### Data excerpts

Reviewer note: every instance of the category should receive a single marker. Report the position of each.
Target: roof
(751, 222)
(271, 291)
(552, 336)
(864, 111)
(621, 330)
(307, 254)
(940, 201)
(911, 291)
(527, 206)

### What you will do
Locate every line in the listing above that contains the string "Reviewer", and copy each of those lines.

### Solution to the exercise
Reviewer note: every instance of the category should receive a single marker. Report the position of each.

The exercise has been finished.